→ **Conjunto de tareas**
(A) Responde estas preguntas a partir del texto sobre el cuarto dolor:
(i) ¿A cuál de los siete hermanos gratificó Antíoco con su voto?
(ii) Según las palabras del cuarto hermano, ¿para qué no será la resurrección de sus verdugos?
(iii) ¿Qué cosa llamada horrible menciona Nuestro Señor en su Evangelio, junto al fuego que no se apaga?
(B) Reanuda el texto sobre el cuarto dolor y continúalo a partir de su última frase.

→ **Texto proporcionado**
··········

IV Estación |
CUARTO DOLOR
El
historiador sagrado cuenta que el rey y todos los que estaban con él admiraron
el valor de ese tercer adolescente que miraba como nada los tormentos.
Es el único de los siete a quien Antíoco, experto exquisito en torturas y en
heroísmos, haya gratificado con su voto. "Una vez muerto éste —agrega el
Libro Sagrado— el cuarto fué atormentado de la misma manera, y cuando estaba a
punto de morir, habló así: “Es ventajoso a los hambres condenados a morir
poner su esperanza en Dios, que debe resucitarlos, pero vuestra resurrección no
será para la vida”[1].
Este niño habla con una increíble autoridad: ¡vuestra resurrección no será
para la vida! Sus hermanos no han hablado más que de una resurrección para
la vida. Pero éste parece tener otros pensamientos. Habla corno si fuera
profeta de los que están en los sepulcros con sus malas obras, y que oirán un
día la voz del Hijo de Dios que los hará salir para que resuciten a su condenación[2]. ¿Será
por haber cantado la esperanza que este inocente percibe el infierno? ¡Acaba de
decir que espera en Dios, declara que es la cosa más ventajosa del mundo y he
ahí que profetiza la desesperación!
Nuestro Señor habla en su Evangelio de
llantos y de crujir de dientes, de las tinieblas exteriores, del gusano que no
muere, del fuego que no se apaga jamás y de esta cosa horrible que se llama la salazón
por el fuego. ¡Todas estas amenazas reunidas, por las cuales este nuevo José
acumula el horror en las almas, como en graneros de abundancia, en previsión de
una eternidad estéril, no tienen más fuerza que esta simple profecía de una
resurrección que no será para la vida! Pregunto si hay una palabra
más formidable en la Escritura. Es el desprecio de que os hablaba, el
menosprecio de Jesús por sus miembros, que recibe una sanción eterna. La
ley divina quiere que Jesús resucite para la vida con todos sus miembros, y sin
embargo, algunos resucitarán para una cosa inexpresable que no será la vida, y
se irán a una eternidad de horrores, decapitados de su jefe en castigo de
haberlo mutilado en sus miembros.

··········

→ **Fragmentos de datos**

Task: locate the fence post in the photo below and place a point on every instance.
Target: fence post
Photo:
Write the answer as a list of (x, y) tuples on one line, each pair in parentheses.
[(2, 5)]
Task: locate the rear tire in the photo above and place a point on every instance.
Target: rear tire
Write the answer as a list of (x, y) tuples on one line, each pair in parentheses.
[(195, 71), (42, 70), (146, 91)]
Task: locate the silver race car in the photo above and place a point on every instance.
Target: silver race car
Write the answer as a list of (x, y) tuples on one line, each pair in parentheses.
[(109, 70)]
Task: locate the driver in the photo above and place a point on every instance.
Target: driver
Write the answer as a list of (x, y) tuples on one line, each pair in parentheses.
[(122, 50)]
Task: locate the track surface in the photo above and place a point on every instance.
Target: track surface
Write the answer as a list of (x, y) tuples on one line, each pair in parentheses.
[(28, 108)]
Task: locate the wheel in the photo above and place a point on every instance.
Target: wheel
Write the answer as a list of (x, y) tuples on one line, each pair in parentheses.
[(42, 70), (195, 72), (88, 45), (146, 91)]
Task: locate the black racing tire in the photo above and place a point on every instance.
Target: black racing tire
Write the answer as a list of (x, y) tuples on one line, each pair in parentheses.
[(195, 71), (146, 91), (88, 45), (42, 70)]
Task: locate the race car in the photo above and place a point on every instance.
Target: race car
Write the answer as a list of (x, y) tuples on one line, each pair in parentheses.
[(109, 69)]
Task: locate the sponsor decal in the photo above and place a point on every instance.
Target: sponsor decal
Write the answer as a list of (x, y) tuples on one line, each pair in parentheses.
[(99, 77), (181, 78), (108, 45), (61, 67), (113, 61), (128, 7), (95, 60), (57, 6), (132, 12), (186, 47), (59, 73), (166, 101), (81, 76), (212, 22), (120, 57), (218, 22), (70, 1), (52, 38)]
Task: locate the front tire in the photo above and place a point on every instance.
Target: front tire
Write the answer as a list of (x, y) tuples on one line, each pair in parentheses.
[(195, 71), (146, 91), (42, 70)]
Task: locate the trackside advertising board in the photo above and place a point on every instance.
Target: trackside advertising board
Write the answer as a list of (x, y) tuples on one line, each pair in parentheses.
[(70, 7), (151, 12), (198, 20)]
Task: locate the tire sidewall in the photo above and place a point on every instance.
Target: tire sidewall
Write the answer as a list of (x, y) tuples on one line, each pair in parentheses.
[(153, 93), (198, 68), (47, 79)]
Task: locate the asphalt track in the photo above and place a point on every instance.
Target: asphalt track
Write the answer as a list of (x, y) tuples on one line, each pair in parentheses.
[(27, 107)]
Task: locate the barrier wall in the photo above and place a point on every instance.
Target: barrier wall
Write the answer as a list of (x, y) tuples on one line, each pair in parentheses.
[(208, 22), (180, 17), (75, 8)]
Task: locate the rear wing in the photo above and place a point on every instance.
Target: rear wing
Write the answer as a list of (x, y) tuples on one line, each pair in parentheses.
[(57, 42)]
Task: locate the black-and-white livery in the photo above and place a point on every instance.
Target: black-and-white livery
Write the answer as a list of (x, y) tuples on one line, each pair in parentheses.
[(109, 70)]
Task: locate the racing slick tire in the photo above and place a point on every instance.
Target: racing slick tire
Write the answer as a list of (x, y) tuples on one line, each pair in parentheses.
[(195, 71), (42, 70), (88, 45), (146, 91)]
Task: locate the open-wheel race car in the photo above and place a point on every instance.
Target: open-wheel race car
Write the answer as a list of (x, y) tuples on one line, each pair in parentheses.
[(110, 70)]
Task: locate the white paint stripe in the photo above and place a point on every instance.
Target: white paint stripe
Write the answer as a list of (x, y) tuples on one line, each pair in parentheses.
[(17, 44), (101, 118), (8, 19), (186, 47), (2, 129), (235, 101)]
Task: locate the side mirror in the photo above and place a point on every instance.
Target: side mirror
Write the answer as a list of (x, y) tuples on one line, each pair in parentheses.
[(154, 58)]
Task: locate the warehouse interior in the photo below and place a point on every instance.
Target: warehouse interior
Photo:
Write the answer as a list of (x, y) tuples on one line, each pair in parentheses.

··········

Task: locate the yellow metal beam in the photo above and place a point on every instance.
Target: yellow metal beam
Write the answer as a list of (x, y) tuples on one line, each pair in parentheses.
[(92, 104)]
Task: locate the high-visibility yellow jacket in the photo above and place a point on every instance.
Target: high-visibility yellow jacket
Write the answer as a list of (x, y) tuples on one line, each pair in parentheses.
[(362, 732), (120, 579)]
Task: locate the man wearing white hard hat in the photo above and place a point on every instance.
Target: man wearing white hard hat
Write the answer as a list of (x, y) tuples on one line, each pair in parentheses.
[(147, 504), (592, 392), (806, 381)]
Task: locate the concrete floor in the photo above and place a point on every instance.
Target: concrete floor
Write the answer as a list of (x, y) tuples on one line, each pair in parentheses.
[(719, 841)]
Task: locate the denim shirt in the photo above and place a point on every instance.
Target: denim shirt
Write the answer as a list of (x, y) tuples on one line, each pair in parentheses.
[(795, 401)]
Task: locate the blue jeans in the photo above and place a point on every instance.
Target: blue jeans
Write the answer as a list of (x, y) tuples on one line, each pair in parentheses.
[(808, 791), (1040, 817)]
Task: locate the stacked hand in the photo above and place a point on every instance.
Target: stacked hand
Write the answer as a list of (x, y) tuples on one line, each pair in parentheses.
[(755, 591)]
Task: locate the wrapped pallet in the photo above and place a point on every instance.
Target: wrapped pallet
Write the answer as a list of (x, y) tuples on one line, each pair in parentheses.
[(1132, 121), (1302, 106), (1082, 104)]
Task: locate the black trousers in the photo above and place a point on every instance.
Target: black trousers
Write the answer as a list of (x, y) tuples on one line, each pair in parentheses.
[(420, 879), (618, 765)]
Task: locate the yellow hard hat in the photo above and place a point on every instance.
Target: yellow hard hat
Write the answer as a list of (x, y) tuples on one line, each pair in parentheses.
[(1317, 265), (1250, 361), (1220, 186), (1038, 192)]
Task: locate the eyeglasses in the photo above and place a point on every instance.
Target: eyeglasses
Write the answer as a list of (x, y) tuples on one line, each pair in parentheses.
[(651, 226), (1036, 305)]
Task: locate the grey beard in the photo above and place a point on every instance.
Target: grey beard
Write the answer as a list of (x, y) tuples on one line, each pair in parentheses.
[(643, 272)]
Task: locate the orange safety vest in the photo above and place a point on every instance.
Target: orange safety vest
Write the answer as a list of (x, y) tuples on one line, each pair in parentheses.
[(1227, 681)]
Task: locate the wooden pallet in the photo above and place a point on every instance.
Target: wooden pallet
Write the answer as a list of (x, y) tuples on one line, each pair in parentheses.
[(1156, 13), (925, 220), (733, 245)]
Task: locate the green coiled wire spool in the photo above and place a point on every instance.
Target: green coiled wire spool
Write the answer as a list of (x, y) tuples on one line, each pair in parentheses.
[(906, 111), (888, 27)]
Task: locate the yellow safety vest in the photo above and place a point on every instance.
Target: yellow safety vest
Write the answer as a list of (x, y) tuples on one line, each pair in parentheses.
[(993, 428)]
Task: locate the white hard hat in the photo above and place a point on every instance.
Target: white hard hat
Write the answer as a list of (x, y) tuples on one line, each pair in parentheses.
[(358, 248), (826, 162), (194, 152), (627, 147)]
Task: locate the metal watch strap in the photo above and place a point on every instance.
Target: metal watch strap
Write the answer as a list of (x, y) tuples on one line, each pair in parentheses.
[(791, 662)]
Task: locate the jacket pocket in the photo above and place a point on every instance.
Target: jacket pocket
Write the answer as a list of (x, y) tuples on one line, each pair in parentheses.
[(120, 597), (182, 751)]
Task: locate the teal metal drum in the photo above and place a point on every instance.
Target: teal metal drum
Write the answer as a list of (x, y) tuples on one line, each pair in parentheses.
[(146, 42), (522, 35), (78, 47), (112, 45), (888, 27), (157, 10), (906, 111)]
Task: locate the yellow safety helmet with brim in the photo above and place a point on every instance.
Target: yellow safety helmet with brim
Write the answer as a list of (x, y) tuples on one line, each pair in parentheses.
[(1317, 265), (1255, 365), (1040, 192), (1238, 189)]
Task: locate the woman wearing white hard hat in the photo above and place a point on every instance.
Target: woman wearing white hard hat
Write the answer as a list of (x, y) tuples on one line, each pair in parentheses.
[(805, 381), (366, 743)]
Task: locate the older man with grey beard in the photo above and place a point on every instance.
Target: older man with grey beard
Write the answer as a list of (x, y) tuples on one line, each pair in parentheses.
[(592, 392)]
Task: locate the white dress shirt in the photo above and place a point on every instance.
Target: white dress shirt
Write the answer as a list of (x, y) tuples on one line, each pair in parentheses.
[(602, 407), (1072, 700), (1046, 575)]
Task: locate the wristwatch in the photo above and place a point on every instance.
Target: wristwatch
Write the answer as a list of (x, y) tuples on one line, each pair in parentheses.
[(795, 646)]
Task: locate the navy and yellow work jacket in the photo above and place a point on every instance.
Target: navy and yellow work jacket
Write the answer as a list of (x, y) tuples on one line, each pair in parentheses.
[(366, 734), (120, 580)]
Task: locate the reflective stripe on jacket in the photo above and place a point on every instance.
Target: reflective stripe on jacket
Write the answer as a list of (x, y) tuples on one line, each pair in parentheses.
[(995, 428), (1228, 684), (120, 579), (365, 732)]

··········

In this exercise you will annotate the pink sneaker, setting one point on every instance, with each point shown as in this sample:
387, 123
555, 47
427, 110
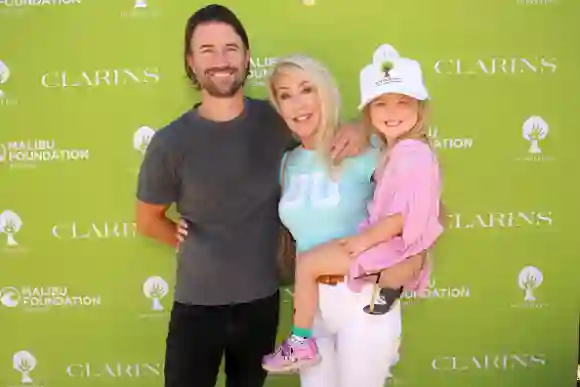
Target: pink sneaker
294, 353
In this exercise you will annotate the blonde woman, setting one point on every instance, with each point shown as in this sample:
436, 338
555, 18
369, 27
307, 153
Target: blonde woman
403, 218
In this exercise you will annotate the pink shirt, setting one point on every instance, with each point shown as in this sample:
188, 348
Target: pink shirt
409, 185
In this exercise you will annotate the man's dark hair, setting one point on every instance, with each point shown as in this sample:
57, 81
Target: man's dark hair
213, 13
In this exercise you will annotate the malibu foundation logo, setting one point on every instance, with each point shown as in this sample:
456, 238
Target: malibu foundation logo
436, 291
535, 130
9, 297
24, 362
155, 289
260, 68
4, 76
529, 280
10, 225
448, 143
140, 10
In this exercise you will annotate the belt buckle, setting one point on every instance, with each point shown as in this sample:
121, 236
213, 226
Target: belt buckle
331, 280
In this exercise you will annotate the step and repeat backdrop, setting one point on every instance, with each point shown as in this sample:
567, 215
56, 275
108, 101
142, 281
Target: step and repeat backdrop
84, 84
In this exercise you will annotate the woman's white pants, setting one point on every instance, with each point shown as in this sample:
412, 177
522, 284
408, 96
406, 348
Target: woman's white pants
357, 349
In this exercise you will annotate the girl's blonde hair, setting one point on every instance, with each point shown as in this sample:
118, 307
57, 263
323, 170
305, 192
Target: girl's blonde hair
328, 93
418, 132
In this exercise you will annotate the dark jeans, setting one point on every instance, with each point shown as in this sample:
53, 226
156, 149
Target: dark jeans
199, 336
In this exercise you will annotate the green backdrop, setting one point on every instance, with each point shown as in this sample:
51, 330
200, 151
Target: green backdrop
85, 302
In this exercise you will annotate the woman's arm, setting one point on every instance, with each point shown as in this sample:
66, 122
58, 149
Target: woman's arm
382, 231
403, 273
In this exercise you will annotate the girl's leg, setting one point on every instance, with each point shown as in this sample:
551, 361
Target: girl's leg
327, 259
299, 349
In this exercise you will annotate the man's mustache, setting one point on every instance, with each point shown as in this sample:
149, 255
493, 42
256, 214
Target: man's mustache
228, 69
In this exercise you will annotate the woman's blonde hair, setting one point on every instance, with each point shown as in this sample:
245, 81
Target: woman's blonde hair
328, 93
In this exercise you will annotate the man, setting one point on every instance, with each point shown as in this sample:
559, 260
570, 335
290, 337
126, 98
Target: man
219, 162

··········

→ **Respuestas escritas**
(A)
(i) Al tercer adolescente, que miraba como nada los tormentos.
(ii) No será para la vida.
(iii) La salazón por el fuego.

(B)
Jesús,
cargado con su cruz, nos dicen las revelaciones, encontró de pronto a su Madre
a la vuelta de una calle, y este encuentro fué la cuarta espada de Nuestra Señora
de los Siete Dolores. Esa vuelta de calle parece ser como una encrucijada
luminosa donde convergen casi todas las profecías más o menos obscuras de los
Libros Sagrados. Es que la perfecta consumación está próxima. Todas las Figuras
acuden del fon-do de los siglos y se aprietan en masa sobre el camino de la
Cruz, pues ni una sola debe faltar a la cita. No quedan más que tres horas de
espera, para los más retardados y los más lejanos, y es el supremo plazo de
Dios.
En el
Eclesiástico, el Espíritu Santo, aludiendo al cuarto Dolor, habla de esta Madre
llena de honor que vendrá delante del hombre haciendo el bien, y que lo
recibirá como la esposa virgen recibe a su esposo. Agrega que se apoyará en Él
y que lo hará inconmovible[3].
En este mismo sentido, David, recordando tal vez su encuentro admirablemente
figurativo con la muy prudente y muy hermosa Abigail, anuncia que la
misericordia y la verdad se han encontrado[4]. En
el séptimo capítulo de los Proverbios, el Rey de gloria nos pinta el increíble
cuadro de ese joven insensato que se deja conducir a la muerte como un
cordero o un buey destinado al sacrificio, porque sale a su encuentro esa mujer
extranjera y magníficamente ataviada, hábil en la captura de las almas, impaciente
de todo reposo, que tiende sus lazos en
los ángulos de las calles y por la cual los más fuertes han sido heridos y
trastornados[5].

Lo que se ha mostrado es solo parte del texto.